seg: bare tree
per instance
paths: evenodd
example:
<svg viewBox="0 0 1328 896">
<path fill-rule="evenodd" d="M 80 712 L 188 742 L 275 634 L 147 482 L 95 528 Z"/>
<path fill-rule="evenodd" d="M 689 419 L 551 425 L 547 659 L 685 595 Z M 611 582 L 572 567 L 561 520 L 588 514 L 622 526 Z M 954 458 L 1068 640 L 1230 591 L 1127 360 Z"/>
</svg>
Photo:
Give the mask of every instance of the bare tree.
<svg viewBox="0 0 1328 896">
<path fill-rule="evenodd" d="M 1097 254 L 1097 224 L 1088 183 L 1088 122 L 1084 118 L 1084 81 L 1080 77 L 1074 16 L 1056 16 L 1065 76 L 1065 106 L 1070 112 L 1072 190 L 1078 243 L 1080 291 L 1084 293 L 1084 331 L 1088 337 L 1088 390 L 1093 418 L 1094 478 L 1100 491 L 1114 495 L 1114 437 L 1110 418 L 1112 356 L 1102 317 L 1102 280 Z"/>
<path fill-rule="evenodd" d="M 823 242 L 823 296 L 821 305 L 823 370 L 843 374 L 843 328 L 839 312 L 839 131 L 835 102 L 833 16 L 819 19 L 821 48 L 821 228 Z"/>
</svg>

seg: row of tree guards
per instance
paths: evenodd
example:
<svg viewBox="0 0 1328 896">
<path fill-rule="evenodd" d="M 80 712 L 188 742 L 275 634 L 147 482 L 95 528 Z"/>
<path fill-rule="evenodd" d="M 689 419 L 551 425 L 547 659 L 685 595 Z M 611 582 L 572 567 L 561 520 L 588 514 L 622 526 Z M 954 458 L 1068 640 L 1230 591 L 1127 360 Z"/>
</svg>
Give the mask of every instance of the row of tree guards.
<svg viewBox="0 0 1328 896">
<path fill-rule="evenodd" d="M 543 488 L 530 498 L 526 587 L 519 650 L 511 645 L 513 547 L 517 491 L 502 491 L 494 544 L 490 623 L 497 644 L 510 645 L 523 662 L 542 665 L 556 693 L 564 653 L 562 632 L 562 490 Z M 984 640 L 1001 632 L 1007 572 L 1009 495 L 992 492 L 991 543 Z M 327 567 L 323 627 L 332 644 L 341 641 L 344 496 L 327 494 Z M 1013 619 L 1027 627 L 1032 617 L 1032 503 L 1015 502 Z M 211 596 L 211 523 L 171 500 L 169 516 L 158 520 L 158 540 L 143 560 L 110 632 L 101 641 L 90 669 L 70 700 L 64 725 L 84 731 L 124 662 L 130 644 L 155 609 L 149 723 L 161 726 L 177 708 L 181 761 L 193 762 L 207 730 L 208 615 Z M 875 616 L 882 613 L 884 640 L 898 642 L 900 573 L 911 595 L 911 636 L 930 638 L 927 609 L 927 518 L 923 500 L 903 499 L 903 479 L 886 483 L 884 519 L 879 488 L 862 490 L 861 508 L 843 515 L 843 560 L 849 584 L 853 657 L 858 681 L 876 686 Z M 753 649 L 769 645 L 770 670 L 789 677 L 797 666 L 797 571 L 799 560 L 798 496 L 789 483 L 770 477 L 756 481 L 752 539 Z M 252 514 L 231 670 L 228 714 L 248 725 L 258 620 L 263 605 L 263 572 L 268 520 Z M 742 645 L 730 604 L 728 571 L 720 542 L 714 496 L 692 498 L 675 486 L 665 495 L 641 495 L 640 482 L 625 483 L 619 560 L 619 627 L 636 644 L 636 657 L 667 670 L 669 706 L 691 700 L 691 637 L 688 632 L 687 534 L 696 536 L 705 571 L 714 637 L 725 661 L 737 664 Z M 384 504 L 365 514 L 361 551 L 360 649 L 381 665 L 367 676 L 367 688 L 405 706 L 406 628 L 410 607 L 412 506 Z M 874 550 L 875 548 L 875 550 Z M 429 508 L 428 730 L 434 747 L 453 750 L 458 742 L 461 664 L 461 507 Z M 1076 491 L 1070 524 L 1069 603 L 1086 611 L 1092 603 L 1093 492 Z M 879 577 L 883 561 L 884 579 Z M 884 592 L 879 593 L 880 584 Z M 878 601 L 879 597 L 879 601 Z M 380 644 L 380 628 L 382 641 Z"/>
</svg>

### WRITTEN TASK
How many lines of the material above contain the string "guards"? Treat case as significant and reply with the number alone.

### EXERCISE OUTPUT
2